RECORDS SHOWN Start Marker

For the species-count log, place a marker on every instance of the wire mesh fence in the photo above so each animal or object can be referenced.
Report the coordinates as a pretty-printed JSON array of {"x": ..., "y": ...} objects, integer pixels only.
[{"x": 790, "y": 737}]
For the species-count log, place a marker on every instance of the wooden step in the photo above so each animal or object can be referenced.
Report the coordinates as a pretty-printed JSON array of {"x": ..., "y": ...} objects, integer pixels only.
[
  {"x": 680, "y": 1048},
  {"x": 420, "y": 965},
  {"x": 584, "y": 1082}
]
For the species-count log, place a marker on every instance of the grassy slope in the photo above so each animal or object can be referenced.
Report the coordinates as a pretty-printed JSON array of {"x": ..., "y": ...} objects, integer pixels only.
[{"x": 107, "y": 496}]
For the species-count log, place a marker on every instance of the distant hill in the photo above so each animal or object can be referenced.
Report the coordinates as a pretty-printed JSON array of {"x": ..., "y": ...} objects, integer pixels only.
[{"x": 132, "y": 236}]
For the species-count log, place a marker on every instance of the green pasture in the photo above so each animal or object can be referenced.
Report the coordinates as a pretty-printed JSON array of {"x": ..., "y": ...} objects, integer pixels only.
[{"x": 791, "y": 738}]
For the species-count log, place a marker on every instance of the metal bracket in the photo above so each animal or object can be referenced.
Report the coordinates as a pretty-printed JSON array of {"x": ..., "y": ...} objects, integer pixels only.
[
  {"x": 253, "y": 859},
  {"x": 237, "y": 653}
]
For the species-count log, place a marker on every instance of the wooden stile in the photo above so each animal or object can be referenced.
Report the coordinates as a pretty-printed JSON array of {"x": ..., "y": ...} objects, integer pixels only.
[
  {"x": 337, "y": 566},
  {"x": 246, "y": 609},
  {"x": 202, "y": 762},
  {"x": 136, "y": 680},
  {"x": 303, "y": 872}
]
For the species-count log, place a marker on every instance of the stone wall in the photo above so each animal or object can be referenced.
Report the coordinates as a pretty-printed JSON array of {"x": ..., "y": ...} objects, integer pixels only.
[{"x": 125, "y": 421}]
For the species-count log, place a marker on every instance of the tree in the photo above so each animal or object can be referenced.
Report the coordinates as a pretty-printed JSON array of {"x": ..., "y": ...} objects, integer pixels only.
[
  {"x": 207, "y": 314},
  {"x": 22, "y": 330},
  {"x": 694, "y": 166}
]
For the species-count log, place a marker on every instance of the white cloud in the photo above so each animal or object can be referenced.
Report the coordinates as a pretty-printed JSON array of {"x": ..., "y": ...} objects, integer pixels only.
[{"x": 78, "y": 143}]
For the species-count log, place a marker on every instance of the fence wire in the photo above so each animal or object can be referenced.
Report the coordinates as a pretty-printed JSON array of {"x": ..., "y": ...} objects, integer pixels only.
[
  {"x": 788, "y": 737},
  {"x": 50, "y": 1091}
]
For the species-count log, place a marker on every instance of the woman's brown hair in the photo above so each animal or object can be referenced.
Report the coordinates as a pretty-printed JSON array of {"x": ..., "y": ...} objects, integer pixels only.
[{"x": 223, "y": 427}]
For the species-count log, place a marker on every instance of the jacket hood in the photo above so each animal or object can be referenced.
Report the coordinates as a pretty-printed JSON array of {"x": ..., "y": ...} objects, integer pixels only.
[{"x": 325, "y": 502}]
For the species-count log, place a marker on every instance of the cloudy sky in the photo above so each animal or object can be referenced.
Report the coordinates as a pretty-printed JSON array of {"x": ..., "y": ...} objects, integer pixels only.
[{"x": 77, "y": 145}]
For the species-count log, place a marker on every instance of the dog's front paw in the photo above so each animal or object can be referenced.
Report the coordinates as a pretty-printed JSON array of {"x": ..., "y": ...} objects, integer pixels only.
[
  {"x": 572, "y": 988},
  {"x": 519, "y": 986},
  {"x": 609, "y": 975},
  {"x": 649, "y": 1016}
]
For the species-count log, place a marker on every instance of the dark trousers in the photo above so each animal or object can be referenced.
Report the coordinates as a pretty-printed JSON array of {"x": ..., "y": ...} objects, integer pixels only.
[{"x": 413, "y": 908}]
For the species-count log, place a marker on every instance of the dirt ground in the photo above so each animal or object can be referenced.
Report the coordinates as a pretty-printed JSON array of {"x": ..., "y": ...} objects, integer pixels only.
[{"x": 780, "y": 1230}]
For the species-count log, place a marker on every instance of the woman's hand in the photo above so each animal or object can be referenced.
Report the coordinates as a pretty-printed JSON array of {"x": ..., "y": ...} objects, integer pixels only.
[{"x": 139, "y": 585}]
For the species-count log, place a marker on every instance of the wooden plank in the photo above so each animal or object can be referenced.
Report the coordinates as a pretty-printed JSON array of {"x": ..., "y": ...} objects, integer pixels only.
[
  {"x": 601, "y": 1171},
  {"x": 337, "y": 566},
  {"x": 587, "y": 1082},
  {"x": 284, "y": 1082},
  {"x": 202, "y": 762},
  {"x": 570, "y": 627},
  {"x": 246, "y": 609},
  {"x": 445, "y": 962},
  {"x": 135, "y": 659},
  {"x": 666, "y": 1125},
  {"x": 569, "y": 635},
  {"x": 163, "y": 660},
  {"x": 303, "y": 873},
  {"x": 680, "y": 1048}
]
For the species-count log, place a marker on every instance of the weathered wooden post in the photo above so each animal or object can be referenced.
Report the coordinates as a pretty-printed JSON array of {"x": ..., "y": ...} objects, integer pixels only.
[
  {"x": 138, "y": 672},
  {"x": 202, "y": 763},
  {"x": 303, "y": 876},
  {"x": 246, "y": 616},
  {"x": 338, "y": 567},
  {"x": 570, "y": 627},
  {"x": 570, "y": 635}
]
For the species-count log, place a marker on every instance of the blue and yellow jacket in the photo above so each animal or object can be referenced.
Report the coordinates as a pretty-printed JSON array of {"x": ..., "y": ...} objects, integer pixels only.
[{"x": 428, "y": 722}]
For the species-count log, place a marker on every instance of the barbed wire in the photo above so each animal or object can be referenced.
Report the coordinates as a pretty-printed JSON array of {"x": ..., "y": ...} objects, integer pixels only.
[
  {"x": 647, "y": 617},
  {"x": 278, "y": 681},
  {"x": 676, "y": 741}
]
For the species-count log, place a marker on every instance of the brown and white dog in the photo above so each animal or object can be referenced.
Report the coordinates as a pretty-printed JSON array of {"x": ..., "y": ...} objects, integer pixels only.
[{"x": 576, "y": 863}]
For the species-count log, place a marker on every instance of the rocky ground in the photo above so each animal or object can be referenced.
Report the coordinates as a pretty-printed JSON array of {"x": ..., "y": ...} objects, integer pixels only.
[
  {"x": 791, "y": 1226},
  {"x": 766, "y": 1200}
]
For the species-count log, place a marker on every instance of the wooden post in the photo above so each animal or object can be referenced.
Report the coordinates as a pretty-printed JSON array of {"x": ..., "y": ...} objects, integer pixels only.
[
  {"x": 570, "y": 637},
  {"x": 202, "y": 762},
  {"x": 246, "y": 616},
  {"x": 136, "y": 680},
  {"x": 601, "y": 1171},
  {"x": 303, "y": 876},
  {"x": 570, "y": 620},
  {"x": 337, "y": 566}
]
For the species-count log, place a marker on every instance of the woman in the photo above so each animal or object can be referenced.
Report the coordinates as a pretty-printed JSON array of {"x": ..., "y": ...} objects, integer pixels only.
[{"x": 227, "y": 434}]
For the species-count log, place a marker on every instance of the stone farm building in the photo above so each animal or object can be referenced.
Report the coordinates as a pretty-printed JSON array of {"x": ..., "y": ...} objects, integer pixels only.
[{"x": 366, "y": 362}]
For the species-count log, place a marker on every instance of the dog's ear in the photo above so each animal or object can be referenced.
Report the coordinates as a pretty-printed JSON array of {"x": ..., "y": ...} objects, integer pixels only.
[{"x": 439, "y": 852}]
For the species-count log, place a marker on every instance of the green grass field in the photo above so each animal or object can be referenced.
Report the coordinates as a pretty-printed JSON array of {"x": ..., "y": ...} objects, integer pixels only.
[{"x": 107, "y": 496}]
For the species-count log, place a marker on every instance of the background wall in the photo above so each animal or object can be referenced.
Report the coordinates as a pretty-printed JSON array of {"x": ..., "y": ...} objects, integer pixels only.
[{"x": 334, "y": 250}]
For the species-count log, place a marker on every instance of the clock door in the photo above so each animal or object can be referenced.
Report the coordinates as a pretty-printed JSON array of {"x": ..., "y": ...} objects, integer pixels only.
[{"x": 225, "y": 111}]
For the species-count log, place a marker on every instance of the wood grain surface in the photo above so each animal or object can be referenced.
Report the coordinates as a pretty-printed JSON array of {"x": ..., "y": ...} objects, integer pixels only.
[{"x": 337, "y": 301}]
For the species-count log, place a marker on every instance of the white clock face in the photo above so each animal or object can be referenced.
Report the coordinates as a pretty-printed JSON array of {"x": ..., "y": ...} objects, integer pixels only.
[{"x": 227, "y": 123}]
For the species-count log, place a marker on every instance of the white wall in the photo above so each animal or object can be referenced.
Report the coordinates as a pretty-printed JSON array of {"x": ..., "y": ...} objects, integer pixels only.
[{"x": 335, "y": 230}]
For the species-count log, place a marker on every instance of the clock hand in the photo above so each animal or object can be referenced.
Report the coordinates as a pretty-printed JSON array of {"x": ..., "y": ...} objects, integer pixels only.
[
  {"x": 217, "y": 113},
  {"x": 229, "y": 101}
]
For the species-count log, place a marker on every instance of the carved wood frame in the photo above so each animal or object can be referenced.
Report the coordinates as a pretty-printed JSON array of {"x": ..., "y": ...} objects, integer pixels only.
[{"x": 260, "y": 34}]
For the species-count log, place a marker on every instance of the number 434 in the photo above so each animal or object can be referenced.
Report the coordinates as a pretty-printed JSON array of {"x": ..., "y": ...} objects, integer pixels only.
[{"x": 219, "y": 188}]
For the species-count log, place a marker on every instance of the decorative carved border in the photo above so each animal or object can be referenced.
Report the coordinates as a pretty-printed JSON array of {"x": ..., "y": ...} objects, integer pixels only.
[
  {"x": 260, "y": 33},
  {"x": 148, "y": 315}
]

RECORDS SHOWN End Marker

▶ _TASK DIRECTIONS_:
Each of the lines from the one that contains "the clock hand" through the last line of the data needs to be repeated exactly, with no others.

▶ _THE COMPLETED TASK_:
For the species-count log, place a marker on every instance of the clock hand in the photo above so each animal or object can be referenced.
Report the coordinates as a pretty-printed JSON array of {"x": ..., "y": ...} objects, integer pixels only.
[
  {"x": 217, "y": 113},
  {"x": 229, "y": 101}
]
For the species-count log, place a marker on every instance of the carved wood frame in the photo above so each animal or object can be referenced.
Report the coordinates as a pretty-printed JSON array of {"x": ..., "y": ...} objects, integer pixels only.
[{"x": 260, "y": 34}]
For the species-count log, place a marker on every instance of the number 434 in the photo above so each animal or object can be referenced.
Report the coordinates as a pretty-printed JSON array of {"x": ..., "y": ...} objects, integer pixels only.
[{"x": 219, "y": 188}]
For the species-count log, place a marker on every instance of the decorative carved border in the photo above so each animal or object can be referenced.
Report the coordinates as a pretty-printed JSON array of {"x": ..., "y": ...} objects, integer pixels only.
[
  {"x": 260, "y": 33},
  {"x": 148, "y": 315}
]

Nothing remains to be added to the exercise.